Vulkanismus in der Eifel: Was geschieht, wenn der Laacher See explodiert?

Tsunami im Rheintal - Der RTL-Zweiteiler "Vulkan" verriet nur die halbe Wahrheit

Kreis Ahrweiler. Katastrophen füllen die Kinokassen, weiß man in Hollywood. Was die können, das können wir auch, dachte sich RTL, sah sich in der Heimat nach einem geeigneten Szenario um und wurde in der Eifel fündig.

Am Sonntag und am Montag unterhielt uns der Kölner Privatsender mit einem tricktechnisch aufwendigen, neun Millionen Euro teuren TV-Zweiteiler, der das Wiedererwachen eines Vulkans zum Thema hatte, aber bei aller Dramatik doch nur die halbe Wahrheit verriet. Falls zu einem Katastrophenfilm katastrophale schauspielerische Leistungen gehören sollten, so wurden wir zumindest von Yvonne Catterfeld und Jenny Elvers-Elbertzhagen nicht enttäuscht.

Hingegen beeindruckten Katharina Wackernagel, Armin Rohde, Heiner Lauterbach und Matthias Koeberin mit einer mimischen Präsenz, die uns fast vier Stunden lang bangen und mitfühlen ließ. Knapp ein Dutzend Schicksale beleuchtete der Zweiteiler, mehr verträgt ein Drehbuch nicht. In Wahrheit aber wären von einer erneuten Explosion des Laacher Sees Millionen Menschen von Köln bis Koblenz existenziell betroffen, verlören Wohnung und Arbeit, nicht wenige ihr Leben.

Abgesehen von einem Atomkrieg ist eine größere Katastrophe in der Bundesrepublik nicht denkbar, sagen Experten wie Wolfgang Kostka, Geschäftsführer der von Professor Hans-Ulrich Schmincke gegründeten Deutschen Vulkanologischen Gesellschaft. Sie ist auch keineswegs unwahrscheinlich und eigentlich auch wieder fällig - in 1 000 Jahren, in 100 Jahren, vielleicht auch in zehn Jahren; niemand weiß das zu sagen.

Vor 12 900 Jahren - erdgeschichtlich gesehen ein Wimpernschlag - passierte zum letzten Mal das, was eines Tages wieder passieren kann: Durch Risse in der Erdkruste, entstanden etwa bei einem Erdbeben, floss Grundwasser in den "Hot Spot", die gigantische, 1 400 Grad heiße Magma-Blase unter dem Laacher See, verdampfte augenblicklich, und da Wasser im gasförmigen Zustand wesentlich mehr Volumen benötigt als im flüssigen Zustand, explodierte unter gewaltigem Druck die Erdkruste und schoss wie ein Sektkorken in die Höhe, in einer Geschwindigkeit von 400 Metern pro Sekunde, samt Asche, Schwefel und Bims, 35 Kilometer hoch bis in die Stratosphäre.

Einträge aus einem Datensatz
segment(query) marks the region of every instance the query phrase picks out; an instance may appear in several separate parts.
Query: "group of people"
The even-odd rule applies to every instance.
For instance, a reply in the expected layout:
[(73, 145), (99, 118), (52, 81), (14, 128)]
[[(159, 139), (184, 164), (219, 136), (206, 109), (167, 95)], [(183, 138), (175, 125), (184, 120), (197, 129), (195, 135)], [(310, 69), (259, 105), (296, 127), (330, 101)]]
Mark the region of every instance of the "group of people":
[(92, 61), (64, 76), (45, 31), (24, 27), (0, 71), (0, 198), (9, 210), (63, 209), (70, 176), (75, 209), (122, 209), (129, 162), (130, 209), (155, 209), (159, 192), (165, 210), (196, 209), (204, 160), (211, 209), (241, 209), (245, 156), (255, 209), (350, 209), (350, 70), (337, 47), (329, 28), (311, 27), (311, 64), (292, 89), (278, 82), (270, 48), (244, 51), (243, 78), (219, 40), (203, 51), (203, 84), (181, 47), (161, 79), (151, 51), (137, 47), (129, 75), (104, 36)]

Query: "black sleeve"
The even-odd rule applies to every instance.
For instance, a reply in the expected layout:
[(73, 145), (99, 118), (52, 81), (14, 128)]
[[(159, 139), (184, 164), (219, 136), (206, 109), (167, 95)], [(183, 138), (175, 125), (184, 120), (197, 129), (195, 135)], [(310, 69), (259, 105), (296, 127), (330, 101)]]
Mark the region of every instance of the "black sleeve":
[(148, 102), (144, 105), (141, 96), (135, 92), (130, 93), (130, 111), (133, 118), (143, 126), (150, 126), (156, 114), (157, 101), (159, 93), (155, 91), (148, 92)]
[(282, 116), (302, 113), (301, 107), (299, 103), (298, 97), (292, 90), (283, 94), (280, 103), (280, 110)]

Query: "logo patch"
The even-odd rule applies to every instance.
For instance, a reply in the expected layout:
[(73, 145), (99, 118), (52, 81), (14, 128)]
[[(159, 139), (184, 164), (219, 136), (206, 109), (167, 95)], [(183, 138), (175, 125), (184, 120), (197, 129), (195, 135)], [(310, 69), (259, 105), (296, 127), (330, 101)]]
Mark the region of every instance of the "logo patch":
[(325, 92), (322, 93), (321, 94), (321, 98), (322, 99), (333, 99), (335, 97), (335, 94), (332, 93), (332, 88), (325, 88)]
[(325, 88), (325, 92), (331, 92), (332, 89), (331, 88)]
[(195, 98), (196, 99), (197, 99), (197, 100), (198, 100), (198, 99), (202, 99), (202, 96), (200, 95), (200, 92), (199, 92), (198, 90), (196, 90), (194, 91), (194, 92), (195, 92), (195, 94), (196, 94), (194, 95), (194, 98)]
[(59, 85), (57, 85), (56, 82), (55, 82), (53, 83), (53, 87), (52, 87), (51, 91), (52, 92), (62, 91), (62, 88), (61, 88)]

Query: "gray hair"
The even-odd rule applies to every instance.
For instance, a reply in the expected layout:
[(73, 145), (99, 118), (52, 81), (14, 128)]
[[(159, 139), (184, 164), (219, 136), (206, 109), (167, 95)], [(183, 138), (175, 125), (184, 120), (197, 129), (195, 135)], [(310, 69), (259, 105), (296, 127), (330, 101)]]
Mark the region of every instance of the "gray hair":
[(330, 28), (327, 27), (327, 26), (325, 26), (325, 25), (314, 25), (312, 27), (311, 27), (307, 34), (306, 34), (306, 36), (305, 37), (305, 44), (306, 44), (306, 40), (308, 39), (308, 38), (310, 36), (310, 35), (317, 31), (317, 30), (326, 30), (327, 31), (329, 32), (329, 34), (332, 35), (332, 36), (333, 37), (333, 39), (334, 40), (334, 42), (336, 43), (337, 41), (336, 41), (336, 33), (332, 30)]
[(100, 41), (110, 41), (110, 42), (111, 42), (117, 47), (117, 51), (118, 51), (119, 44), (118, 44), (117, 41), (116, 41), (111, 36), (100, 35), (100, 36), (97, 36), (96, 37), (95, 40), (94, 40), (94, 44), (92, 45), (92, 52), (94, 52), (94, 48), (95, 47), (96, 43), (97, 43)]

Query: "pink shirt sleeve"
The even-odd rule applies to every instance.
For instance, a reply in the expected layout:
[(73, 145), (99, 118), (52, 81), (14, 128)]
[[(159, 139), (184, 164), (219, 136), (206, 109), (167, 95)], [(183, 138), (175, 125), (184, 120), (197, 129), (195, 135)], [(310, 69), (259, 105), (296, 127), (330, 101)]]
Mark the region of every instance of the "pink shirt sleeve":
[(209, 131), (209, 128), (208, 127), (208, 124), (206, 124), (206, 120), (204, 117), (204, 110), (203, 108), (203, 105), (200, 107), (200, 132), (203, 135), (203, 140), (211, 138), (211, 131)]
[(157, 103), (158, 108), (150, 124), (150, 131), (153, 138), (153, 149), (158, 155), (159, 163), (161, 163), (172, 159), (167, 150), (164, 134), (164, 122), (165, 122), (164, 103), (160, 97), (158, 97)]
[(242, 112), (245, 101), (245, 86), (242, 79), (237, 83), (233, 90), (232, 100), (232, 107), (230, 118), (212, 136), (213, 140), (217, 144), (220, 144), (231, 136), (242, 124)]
* * *
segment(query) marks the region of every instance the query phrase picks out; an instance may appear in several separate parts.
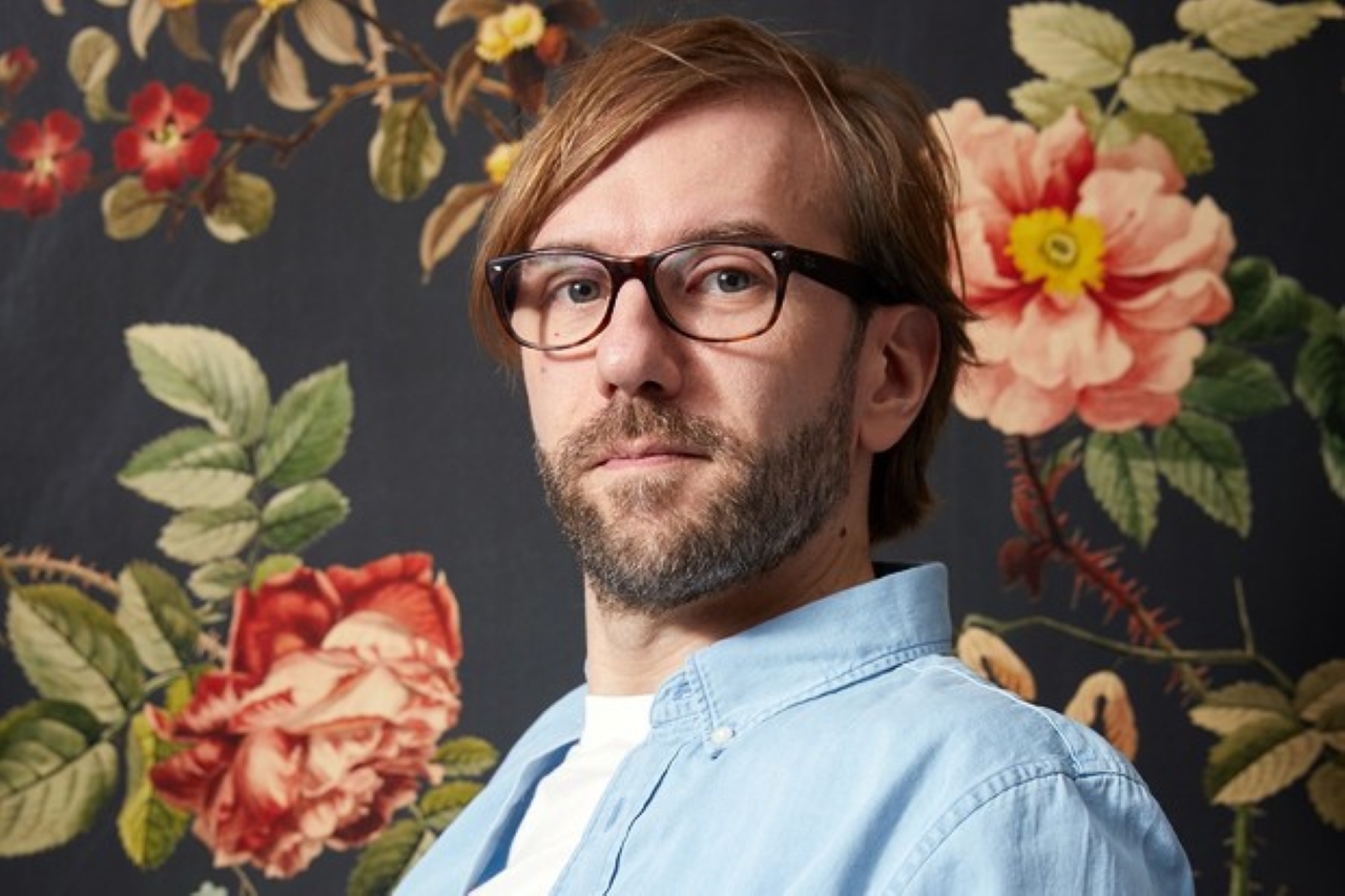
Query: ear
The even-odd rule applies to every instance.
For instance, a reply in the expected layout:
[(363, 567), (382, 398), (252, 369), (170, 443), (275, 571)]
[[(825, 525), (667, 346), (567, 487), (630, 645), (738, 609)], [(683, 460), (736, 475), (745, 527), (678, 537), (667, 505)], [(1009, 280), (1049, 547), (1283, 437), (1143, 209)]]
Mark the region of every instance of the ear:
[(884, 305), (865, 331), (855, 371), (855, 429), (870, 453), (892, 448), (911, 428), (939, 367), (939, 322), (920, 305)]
--
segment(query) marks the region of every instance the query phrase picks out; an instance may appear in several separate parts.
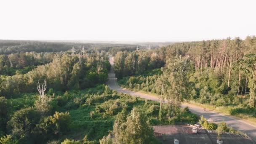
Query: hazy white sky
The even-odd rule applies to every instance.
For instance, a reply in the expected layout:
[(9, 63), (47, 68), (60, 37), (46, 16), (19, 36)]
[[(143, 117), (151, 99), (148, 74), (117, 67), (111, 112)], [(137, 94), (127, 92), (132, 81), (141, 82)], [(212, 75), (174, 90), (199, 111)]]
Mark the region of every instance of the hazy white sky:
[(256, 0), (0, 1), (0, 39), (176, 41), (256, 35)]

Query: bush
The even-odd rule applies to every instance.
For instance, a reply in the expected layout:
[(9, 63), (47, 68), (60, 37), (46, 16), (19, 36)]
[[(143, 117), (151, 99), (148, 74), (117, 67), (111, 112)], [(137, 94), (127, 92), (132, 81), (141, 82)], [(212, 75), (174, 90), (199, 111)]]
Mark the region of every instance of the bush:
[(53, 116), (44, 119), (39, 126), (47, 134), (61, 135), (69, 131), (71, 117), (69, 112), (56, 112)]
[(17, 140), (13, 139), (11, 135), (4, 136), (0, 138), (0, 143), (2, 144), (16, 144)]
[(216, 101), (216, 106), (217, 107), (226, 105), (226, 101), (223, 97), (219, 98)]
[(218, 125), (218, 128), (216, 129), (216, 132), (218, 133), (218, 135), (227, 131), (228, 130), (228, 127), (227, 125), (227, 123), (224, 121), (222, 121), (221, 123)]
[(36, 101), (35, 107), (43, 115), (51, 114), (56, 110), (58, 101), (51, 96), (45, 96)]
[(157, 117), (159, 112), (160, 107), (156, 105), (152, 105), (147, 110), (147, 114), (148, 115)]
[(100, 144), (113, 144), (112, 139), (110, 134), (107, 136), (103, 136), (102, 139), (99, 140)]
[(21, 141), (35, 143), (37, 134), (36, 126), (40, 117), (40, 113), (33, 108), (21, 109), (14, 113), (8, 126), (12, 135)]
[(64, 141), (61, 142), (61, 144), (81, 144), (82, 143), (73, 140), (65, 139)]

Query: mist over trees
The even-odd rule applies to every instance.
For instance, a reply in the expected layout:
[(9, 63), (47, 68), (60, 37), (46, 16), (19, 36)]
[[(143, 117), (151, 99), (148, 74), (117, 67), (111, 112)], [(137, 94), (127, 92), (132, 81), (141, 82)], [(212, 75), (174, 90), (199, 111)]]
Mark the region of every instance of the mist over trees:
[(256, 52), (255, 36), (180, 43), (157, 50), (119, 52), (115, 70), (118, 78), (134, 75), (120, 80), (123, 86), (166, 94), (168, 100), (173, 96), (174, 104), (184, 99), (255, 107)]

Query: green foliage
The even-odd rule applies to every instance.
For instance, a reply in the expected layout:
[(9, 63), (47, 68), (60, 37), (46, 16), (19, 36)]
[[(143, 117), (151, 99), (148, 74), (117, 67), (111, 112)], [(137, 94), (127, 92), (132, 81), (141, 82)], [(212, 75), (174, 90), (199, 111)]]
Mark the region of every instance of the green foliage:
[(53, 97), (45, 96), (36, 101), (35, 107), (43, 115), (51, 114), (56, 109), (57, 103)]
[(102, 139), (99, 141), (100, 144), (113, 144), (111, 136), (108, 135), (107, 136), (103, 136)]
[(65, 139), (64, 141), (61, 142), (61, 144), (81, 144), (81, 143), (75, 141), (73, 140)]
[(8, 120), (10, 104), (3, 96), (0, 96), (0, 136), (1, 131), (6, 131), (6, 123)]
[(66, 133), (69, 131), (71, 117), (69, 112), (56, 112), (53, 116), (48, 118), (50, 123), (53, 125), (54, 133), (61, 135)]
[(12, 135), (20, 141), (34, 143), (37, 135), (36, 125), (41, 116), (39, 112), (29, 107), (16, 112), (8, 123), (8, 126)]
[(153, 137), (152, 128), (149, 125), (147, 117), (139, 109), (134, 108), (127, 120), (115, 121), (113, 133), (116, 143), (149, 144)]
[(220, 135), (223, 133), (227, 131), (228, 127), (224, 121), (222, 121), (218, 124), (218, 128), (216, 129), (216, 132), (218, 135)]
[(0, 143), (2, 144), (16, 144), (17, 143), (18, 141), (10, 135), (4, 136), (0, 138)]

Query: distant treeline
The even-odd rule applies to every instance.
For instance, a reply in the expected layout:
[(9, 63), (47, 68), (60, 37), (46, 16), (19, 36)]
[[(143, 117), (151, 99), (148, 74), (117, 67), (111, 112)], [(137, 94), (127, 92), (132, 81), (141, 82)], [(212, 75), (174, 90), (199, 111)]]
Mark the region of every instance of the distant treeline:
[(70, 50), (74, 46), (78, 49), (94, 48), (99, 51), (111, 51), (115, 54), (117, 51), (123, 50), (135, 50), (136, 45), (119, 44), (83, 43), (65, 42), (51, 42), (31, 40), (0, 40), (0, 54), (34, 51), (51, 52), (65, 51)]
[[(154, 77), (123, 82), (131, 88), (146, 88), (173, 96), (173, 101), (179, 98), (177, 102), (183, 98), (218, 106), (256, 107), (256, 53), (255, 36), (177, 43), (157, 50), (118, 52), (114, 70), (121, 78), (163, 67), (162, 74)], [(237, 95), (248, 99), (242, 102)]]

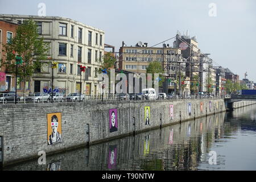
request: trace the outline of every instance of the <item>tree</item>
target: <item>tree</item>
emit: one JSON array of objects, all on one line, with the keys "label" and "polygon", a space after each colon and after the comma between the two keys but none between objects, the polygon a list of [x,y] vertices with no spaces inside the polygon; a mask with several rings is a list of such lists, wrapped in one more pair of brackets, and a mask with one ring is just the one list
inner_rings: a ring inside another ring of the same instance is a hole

**ZU BEARBEITENDE AUFGABEN**
a. Wie viel kostete der RTL-Zweiteiler laut dem Artikel über den Laacher See?
b. Setzen Sie den Artikel über den Laacher See im Anschluss an seinen letzten Satz fort.

**LÖSUNGEN JE AUFGABE**
a. Neun Millionen Euro.

b.
Der Ascheregen des Vulkans, der bei dieser Explosion die Sprengkraft von rund 500 Hiroshima-Bomben entfaltete, wurde später von Wissenschaftlern in Südschweden wie in Norditalien nachgewiesen. Wochenlang blieb der Himmel über dem Rheinland verdunkelt, kein Sonnenstrahl erreichte die Erde.

Während im RTL-Zweiteiler Rettungswagen und Hubschrauber zu den Opfern eilen, versichern Experten wie der Vulkanologe Professor Ulrich Schreiber von der Universität Duisburg-Essen, dass Motoren im Ascheregen nicht mehr funktionieren - ebenso wenig wie Handys oder Sprechfunk-Geräte. DRK und THW als hilflose Helfer, zur Untätigkeit verdammt.

Teil zwei des Szenarios vor 12 900 Jahren: Glühende Magma ergoss sich in einer Geschwindigkeit von 400 Stundenkilometern aus dem Spalt, den Gesetzen der Schwerkraft folgend bergab, füllte Täler bis zum Rand, begrub ganze Wälder unter sich, wälzte sich durchs Brohltal in den Rhein und staute den Fluss südlich von Bad Breisig zum größten See Europas.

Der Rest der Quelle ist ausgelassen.